Stored data entries
━━━━━━━━━━━━━━━━━━━━━━━━━━━━━━

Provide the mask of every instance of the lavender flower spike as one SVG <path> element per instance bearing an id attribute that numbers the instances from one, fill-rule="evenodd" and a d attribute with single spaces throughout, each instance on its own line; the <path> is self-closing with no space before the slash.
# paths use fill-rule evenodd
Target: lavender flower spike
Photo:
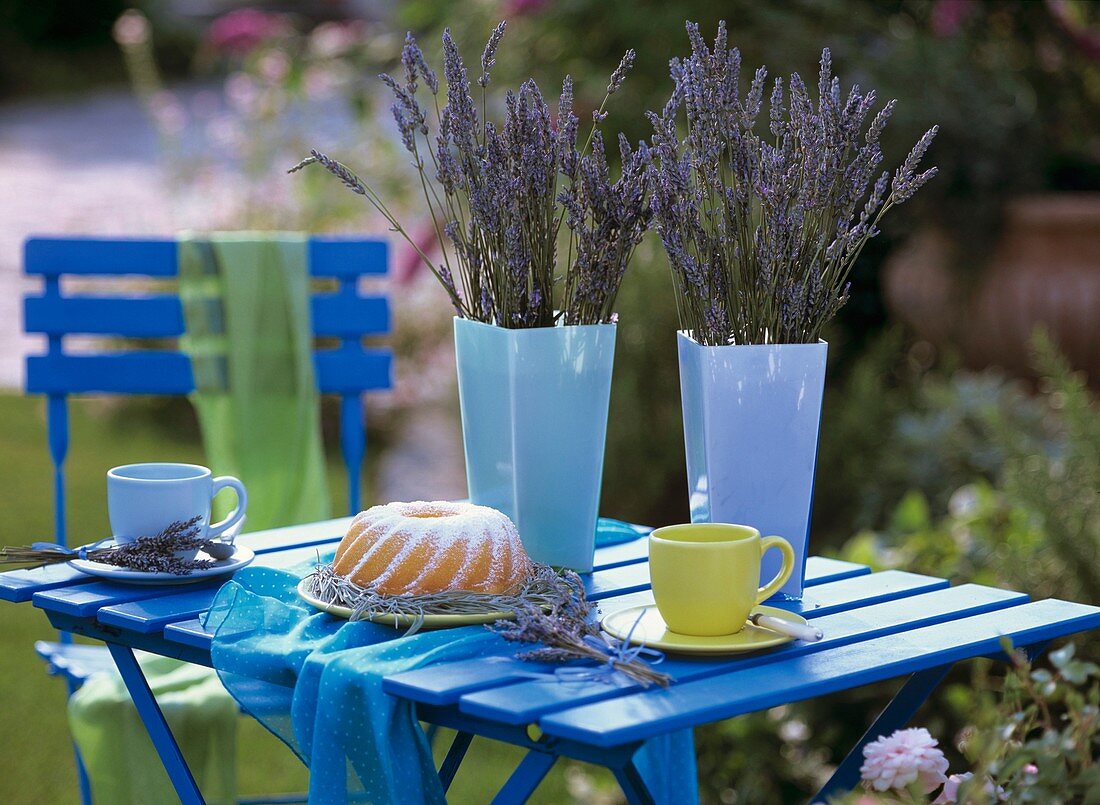
<path id="1" fill-rule="evenodd" d="M 348 188 L 348 190 L 350 190 L 351 192 L 358 193 L 360 196 L 367 195 L 367 188 L 363 184 L 363 182 L 359 179 L 358 176 L 356 176 L 354 173 L 344 167 L 344 165 L 337 162 L 335 159 L 330 159 L 328 156 L 322 154 L 320 151 L 314 150 L 310 151 L 309 153 L 310 156 L 306 157 L 293 168 L 288 170 L 287 173 L 297 173 L 302 168 L 306 167 L 306 165 L 317 164 L 327 170 L 341 182 L 343 182 L 344 186 Z"/>
<path id="2" fill-rule="evenodd" d="M 477 83 L 479 87 L 489 86 L 489 72 L 493 69 L 493 65 L 496 64 L 497 48 L 500 46 L 500 40 L 504 36 L 504 26 L 507 24 L 507 20 L 501 20 L 497 23 L 497 27 L 493 29 L 493 32 L 489 35 L 489 41 L 485 43 L 485 50 L 481 54 L 481 76 L 478 78 Z"/>
<path id="3" fill-rule="evenodd" d="M 932 140 L 936 138 L 936 134 L 939 132 L 939 126 L 933 126 L 924 133 L 917 144 L 913 146 L 913 150 L 909 152 L 909 156 L 905 158 L 905 162 L 901 164 L 901 167 L 897 169 L 894 174 L 894 182 L 890 187 L 891 195 L 894 196 L 894 203 L 901 204 L 908 201 L 913 197 L 913 194 L 920 190 L 921 186 L 936 175 L 936 169 L 930 168 L 924 173 L 916 174 L 917 165 L 920 164 L 921 159 L 924 157 L 928 147 L 932 145 Z"/>
<path id="4" fill-rule="evenodd" d="M 615 68 L 615 72 L 611 74 L 611 80 L 607 83 L 607 94 L 614 95 L 622 87 L 623 82 L 626 81 L 626 76 L 630 70 L 634 67 L 634 59 L 637 54 L 634 52 L 634 48 L 631 48 L 623 54 L 622 59 L 619 61 L 619 66 Z"/>
<path id="5" fill-rule="evenodd" d="M 686 27 L 691 52 L 670 63 L 672 94 L 649 116 L 647 155 L 681 327 L 709 346 L 813 343 L 848 300 L 852 265 L 883 215 L 935 175 L 917 167 L 936 129 L 890 182 L 880 140 L 894 102 L 868 125 L 875 93 L 842 95 L 826 48 L 817 97 L 797 73 L 786 92 L 777 79 L 759 132 L 764 69 L 744 93 L 725 25 L 713 47 Z"/>
<path id="6" fill-rule="evenodd" d="M 439 76 L 435 74 L 435 70 L 428 66 L 428 62 L 424 59 L 424 52 L 416 44 L 412 31 L 405 34 L 405 46 L 401 49 L 401 61 L 405 66 L 406 76 L 419 74 L 424 79 L 424 83 L 428 85 L 432 95 L 439 94 Z M 406 82 L 413 83 L 408 78 L 406 78 Z"/>
<path id="7" fill-rule="evenodd" d="M 493 29 L 482 53 L 477 83 L 483 88 L 504 29 L 503 22 Z M 618 91 L 634 58 L 627 51 L 608 95 Z M 433 272 L 460 317 L 509 328 L 613 321 L 624 272 L 651 218 L 648 150 L 622 145 L 616 178 L 602 136 L 590 135 L 578 148 L 568 77 L 556 114 L 528 80 L 506 94 L 503 121 L 480 120 L 497 107 L 484 97 L 475 104 L 449 29 L 443 32 L 442 108 L 417 101 L 418 81 L 433 93 L 439 82 L 411 35 L 401 62 L 405 80 L 382 81 L 393 92 L 394 121 L 421 180 L 440 260 L 429 257 L 372 187 L 336 160 L 314 151 L 292 170 L 320 165 L 364 196 Z M 596 114 L 602 118 L 602 106 Z"/>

━━━━━━━━━━━━━━━━━━━━━━━━━━━━━━

◆ **REQUIRED ACTION**
Find every line above where the word "lavender" occurs, and copy that line.

◆ **EXERCISE RESPONSE**
Provide the mask of every instance of the lavender flower spike as one SVG <path> element per instance bearing an id attribute that numbers the instances from one, fill-rule="evenodd" and a d attribute with single spaces throughout, each instance on its own line; the <path> is self-closing with no space before the slash.
Target: lavender flower spike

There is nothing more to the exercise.